Task directions — Render the data from the line with "Spot all occurrences of fallen leaf." to the line with "73 342 205 636", both included, as a JSON list of strings with one string per line. Skip blank lines and leave the pictures out.

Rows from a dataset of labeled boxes
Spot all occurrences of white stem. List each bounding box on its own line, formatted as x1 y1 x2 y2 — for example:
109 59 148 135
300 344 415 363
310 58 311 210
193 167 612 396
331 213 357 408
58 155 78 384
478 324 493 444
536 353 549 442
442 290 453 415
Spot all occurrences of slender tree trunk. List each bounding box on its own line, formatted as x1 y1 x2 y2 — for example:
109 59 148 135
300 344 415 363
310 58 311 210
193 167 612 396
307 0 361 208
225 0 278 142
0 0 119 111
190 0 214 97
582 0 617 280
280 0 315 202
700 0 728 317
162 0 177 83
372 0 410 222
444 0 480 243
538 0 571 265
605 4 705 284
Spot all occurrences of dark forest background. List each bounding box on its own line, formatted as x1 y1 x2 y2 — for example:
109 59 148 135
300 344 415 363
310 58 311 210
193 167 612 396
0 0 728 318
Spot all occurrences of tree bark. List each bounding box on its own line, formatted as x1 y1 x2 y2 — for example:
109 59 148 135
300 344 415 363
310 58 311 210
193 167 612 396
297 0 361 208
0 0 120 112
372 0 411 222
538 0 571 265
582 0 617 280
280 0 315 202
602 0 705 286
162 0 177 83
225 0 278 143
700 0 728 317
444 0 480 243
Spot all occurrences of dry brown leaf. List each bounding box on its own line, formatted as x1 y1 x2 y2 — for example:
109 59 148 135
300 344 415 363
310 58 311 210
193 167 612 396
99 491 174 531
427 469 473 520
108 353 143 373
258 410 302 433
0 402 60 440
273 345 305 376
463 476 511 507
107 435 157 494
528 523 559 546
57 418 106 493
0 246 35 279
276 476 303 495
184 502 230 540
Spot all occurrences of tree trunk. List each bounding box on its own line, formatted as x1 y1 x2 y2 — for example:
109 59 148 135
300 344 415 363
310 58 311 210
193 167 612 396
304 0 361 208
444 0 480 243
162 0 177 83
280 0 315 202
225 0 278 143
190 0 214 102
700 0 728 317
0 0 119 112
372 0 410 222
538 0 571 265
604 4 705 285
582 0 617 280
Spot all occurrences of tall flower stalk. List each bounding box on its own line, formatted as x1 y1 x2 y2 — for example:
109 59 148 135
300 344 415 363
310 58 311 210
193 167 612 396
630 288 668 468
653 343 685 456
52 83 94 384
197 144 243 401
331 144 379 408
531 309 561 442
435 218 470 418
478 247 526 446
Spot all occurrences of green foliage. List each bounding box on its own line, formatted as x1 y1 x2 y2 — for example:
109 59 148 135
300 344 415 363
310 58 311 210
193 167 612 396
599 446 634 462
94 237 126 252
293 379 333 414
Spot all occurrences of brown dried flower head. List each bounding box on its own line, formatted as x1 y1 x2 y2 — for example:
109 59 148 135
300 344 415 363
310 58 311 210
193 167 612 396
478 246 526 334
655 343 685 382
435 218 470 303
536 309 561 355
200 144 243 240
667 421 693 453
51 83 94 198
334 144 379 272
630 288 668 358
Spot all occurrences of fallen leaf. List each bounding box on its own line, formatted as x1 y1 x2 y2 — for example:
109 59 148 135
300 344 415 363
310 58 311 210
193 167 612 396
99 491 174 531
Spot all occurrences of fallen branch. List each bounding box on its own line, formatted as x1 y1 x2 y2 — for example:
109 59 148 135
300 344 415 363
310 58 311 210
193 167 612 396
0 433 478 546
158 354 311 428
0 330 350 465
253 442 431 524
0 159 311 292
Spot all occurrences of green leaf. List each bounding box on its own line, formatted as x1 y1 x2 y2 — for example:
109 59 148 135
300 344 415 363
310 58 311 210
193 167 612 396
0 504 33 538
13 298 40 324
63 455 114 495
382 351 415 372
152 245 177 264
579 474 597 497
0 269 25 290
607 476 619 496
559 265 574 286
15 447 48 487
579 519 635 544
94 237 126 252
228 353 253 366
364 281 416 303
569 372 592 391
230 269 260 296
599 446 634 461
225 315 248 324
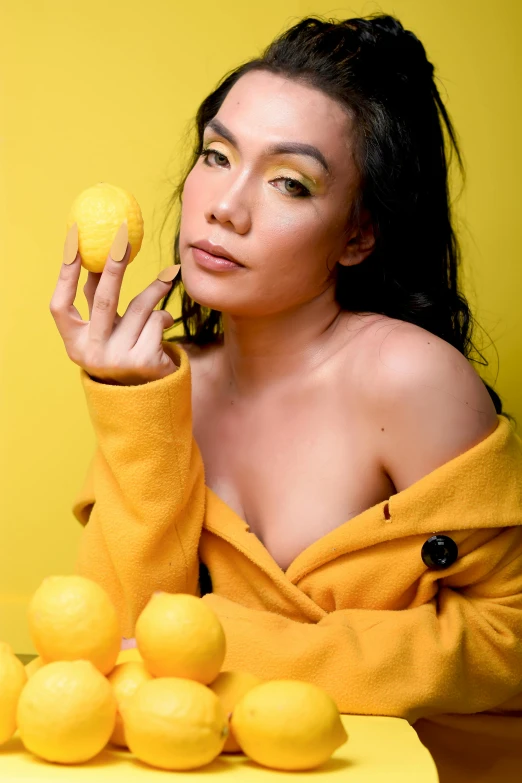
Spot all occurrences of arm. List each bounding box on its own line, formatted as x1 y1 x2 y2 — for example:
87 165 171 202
202 527 522 723
73 342 205 636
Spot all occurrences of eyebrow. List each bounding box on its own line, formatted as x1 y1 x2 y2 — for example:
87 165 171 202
205 117 331 174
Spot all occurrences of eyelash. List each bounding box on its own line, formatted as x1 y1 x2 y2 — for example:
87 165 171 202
200 147 310 198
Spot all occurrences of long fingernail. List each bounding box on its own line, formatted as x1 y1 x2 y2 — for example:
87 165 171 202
63 223 78 265
158 264 181 283
110 220 129 261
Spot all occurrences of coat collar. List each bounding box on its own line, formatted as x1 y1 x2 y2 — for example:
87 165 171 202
204 414 522 584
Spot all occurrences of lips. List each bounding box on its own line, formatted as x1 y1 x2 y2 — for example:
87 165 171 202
192 239 243 266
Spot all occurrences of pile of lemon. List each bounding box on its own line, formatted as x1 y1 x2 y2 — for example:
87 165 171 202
0 575 348 770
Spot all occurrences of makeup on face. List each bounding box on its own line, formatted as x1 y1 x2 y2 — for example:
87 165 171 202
202 121 331 196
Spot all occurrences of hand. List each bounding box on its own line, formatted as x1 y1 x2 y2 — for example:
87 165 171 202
49 222 179 386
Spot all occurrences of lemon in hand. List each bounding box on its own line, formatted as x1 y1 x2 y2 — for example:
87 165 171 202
67 182 143 272
27 574 121 679
120 677 228 770
231 680 348 770
0 642 27 745
16 661 117 764
135 593 226 685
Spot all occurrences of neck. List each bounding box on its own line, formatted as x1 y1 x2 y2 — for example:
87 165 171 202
219 289 342 399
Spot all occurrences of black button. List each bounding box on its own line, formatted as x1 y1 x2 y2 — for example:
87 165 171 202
199 561 212 598
421 536 459 569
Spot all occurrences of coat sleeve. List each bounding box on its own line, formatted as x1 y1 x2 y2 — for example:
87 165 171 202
202 527 522 723
72 342 205 637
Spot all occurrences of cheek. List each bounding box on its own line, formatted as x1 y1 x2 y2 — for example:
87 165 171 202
256 204 334 276
180 168 204 230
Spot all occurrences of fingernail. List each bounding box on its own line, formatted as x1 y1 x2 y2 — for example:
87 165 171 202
157 264 181 283
110 220 129 261
63 223 78 265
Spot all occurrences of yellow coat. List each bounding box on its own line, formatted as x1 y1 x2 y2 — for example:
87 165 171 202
73 342 522 783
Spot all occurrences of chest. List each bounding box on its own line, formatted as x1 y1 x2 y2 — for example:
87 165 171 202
191 362 394 570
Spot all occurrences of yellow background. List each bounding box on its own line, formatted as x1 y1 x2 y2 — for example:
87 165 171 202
0 0 522 653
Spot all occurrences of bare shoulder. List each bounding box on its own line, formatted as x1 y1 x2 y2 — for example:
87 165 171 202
354 318 498 491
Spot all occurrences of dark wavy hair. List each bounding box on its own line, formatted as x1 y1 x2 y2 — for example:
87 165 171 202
157 13 513 419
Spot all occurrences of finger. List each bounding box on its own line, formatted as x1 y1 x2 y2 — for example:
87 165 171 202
111 279 177 347
89 220 131 343
49 223 85 341
83 271 121 324
133 310 174 358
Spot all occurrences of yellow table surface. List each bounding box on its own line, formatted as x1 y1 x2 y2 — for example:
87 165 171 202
0 715 439 783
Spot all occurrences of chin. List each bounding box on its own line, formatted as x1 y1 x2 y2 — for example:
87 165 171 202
181 267 241 312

Task result —
[
  "Spot all occurrences of fallen leaf. List each bounding box on its own line, formatted as x1 y1 x2 y2 — for example:",
  "109 59 148 135",
  "300 344 415 363",
  "310 58 311 210",
  "193 167 612 396",
  "99 491 174 531",
  "Spot all occurrences of fallen branch. List each bounding box on its own line, formatted as x1 y1 x2 y2 — for example:",
  "109 59 148 135",
  "300 344 415 363",
  "310 58 311 210",
  "193 167 612 396",
  "0 433 478 546",
  "158 354 311 428",
  "0 330 350 465",
  "253 442 431 524",
  "0 159 311 292",
  "Spot all occurrences of green leaf. List each bounding box on its own line, formatted as x1 y1 x2 y2 — for example:",
  "109 59 148 135",
  "300 344 415 363",
  "310 58 311 210",
  "193 167 612 396",
  "0 504 33 538",
  "13 298 40 324",
  "63 455 114 495",
  "382 351 415 372",
  "152 245 177 264",
  "579 474 597 497",
  "0 269 25 290",
  "607 476 619 496",
  "559 265 574 286",
  "15 447 48 487",
  "579 519 635 544",
  "94 237 126 252",
  "228 353 253 366",
  "364 281 416 303",
  "569 372 592 391",
  "230 269 260 296",
  "599 446 634 461",
  "225 315 248 324",
  "Spot all occurrences of arm. List each bounding box on its own line, formatted as x1 y1 x2 y2 — for example:",
  "87 165 171 202",
  "202 527 522 723",
  "73 342 205 636"
]